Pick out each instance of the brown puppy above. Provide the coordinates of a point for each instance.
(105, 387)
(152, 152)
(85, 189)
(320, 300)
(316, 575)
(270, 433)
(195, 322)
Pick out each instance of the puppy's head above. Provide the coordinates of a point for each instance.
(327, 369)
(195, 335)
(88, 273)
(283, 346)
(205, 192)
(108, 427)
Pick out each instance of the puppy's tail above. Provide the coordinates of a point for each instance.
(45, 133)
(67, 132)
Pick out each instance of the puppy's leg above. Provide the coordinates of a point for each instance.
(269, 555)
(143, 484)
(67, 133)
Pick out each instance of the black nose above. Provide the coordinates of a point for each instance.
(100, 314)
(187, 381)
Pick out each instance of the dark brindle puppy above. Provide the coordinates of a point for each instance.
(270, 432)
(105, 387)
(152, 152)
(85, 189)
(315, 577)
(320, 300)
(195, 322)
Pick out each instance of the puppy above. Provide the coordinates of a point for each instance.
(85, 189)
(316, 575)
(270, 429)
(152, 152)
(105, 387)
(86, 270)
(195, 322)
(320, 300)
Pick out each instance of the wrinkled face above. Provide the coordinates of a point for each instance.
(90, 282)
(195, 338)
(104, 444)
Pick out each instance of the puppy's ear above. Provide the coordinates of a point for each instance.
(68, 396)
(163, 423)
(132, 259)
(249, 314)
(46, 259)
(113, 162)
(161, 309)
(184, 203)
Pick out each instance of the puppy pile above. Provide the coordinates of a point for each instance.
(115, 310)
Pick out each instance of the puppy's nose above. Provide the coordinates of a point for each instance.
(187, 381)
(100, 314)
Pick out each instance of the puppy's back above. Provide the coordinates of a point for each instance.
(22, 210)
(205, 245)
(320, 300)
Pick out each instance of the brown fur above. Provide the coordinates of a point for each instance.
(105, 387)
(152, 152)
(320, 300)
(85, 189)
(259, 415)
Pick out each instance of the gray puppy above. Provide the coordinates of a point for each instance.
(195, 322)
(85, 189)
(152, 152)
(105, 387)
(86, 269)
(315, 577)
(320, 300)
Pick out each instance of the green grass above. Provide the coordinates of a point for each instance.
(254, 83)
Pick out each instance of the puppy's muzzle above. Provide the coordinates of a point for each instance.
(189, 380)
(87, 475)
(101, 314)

● ACTIVITY
From the first line to the last, retype the records exactly as they stand above.

● COMPLETED TASK
Pick out each instance of the brown puppy above. Provide the coordinates of a point for each instance.
(105, 387)
(152, 152)
(85, 189)
(320, 300)
(316, 575)
(270, 433)
(195, 322)
Pick out each instance of the puppy's head above. Provide the coordinates of a point for each instance.
(327, 369)
(195, 335)
(88, 273)
(283, 346)
(205, 192)
(108, 427)
Pick out each instance of the puppy's tail above. Provide the coordinates of a point for each instance.
(45, 133)
(67, 132)
Pick out each instance of the puppy's leg above. Provide the coordinates of a point for each instance.
(269, 555)
(143, 484)
(67, 133)
Pick out each instance of the black nose above. Provide the coordinates of a point for each instance.
(100, 314)
(187, 381)
Pick out each instance of the dark brindle puppy above. Provide the coordinates of a point for each instance.
(270, 432)
(105, 387)
(152, 152)
(85, 189)
(315, 577)
(320, 300)
(195, 322)
Pick out each instance of the puppy above. Provide the coordinates of a point for each instance.
(85, 189)
(316, 575)
(270, 429)
(152, 152)
(105, 387)
(86, 270)
(195, 322)
(320, 300)
Pick out each instance of the wrinkled face above. Provide the coordinates of a point for each instance.
(90, 282)
(195, 338)
(104, 444)
Pick out each instance of the puppy's ear above. Provide the coordinates of a point for each instance.
(68, 396)
(163, 423)
(132, 259)
(249, 314)
(46, 259)
(113, 162)
(161, 309)
(184, 203)
Pick out each instance of the puppy pile above. Provide the coordinates of a point for each instance.
(115, 310)
Pick out each instance of the puppy's nose above. Provide the coordinates of a point for each instance.
(187, 381)
(100, 314)
Pick out each instance of the puppy's back above. Provide the coordinates of a point for each instance.
(22, 210)
(205, 245)
(320, 300)
Pick out each instance of the brown fur above. Provide the coordinates of a point for each instance.
(105, 387)
(152, 152)
(320, 300)
(85, 189)
(259, 415)
Pick out each instance of the gray puppy above. Provide the coordinates of a point for each instance.
(195, 322)
(85, 189)
(152, 152)
(105, 387)
(86, 269)
(315, 577)
(320, 300)
Pick out each instance of the green grass above. Provide the coordinates of a point for each instance.
(254, 83)
Pick out each instance of the puppy's muzzle above. Provide the coordinates of a point for each instance.
(189, 380)
(87, 475)
(101, 314)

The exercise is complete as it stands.